__Requirement__.
Please write out the lines below again, from the one containing "Put a marker on each instance of the woman's left" down to the end of the lines, shifting every x and y coordinate in the answers by adding 87 to it. Leave the pictures out of your version.

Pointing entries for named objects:
-- begin --
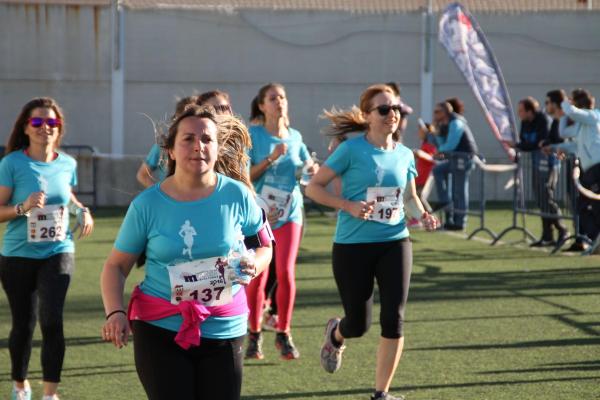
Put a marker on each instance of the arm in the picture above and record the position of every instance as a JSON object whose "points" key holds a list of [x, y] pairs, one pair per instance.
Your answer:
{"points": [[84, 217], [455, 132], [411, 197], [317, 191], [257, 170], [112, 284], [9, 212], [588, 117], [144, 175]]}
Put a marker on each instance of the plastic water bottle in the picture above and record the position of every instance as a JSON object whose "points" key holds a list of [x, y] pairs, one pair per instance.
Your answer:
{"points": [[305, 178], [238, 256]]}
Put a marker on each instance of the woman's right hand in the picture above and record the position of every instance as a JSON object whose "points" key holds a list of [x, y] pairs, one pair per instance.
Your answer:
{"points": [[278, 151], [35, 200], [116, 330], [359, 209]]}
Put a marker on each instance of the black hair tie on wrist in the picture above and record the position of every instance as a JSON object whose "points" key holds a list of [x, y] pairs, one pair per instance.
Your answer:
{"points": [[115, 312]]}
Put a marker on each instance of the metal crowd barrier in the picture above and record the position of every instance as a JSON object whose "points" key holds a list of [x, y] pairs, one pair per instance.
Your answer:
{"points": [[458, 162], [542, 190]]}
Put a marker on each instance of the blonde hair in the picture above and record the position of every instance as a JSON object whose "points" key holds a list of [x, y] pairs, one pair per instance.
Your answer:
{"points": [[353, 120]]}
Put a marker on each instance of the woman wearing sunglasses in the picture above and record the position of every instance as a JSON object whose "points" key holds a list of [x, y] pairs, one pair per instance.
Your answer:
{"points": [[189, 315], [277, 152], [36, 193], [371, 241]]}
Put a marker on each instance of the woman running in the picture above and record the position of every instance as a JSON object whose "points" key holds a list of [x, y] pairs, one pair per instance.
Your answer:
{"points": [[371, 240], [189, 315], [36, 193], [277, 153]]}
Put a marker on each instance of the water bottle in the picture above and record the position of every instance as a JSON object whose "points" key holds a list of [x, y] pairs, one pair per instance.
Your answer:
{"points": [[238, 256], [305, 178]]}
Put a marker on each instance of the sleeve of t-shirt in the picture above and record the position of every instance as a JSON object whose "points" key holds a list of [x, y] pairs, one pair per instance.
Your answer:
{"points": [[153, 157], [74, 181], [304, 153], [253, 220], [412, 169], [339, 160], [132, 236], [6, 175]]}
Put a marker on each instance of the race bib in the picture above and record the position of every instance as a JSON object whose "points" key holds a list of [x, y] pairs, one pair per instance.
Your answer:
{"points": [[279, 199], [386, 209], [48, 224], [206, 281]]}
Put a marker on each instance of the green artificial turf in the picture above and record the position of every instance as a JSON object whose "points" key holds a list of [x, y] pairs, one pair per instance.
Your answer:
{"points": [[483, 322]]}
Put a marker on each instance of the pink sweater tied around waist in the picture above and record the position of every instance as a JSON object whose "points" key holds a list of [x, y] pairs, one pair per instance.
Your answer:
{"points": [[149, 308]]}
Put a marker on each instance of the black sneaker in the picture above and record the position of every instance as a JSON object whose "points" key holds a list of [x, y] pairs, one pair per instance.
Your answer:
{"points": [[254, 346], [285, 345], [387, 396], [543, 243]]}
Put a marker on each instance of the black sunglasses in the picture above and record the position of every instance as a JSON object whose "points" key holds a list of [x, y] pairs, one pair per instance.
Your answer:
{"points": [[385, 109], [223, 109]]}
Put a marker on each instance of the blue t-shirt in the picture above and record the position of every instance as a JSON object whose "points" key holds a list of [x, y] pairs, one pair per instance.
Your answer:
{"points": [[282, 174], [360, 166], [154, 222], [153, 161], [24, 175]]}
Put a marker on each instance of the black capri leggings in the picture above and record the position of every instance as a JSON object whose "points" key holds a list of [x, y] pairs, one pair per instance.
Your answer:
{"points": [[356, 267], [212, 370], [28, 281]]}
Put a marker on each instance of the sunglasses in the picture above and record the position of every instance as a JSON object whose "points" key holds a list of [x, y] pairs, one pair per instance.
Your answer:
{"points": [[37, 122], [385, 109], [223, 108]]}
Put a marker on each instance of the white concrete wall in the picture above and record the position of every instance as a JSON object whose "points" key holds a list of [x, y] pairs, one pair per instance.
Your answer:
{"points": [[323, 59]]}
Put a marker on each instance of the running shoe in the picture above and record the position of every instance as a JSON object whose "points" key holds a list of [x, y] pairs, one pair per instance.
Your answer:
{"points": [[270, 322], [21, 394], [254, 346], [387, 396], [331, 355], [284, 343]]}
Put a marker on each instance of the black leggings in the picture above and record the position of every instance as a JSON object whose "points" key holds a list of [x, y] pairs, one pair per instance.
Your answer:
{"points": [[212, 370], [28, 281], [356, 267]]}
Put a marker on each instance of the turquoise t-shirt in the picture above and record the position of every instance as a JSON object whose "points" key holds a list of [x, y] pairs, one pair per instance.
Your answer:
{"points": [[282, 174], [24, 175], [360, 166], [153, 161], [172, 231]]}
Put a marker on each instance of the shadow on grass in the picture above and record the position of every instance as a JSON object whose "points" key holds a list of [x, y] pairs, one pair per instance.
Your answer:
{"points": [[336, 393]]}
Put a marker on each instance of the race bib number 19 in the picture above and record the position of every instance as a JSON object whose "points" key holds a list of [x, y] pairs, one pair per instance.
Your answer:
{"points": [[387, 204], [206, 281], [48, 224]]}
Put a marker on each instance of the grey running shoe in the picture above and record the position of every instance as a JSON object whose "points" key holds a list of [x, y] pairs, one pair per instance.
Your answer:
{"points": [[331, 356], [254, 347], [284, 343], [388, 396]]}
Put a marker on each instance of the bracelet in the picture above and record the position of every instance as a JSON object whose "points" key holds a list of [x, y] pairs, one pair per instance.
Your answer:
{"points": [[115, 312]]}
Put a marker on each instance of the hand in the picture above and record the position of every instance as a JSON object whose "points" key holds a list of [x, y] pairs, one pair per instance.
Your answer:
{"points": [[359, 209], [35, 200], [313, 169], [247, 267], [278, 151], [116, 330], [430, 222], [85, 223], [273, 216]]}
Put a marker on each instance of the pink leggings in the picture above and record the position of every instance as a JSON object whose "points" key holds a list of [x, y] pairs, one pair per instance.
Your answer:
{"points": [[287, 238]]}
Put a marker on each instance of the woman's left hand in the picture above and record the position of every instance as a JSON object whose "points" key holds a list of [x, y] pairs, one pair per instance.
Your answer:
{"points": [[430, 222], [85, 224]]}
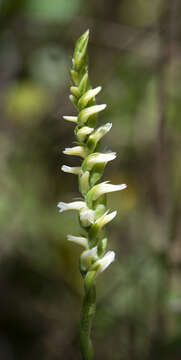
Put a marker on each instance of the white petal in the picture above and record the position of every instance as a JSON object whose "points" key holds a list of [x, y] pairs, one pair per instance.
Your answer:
-- end --
__Response to the exercise__.
Put a marker on each instance of the woman's left hand in the picture above and record the position of every instance as a JSON object whose "points" key holds a list of [x, y] pairs, one pair per instance.
Your answer:
{"points": [[517, 309], [172, 311]]}
Put a marker on each instance of the white petal in the picture above and record the position of every instance as a JSON object whose "points" key holds a list of [x, y] pairs, one pair per instance.
Your answer:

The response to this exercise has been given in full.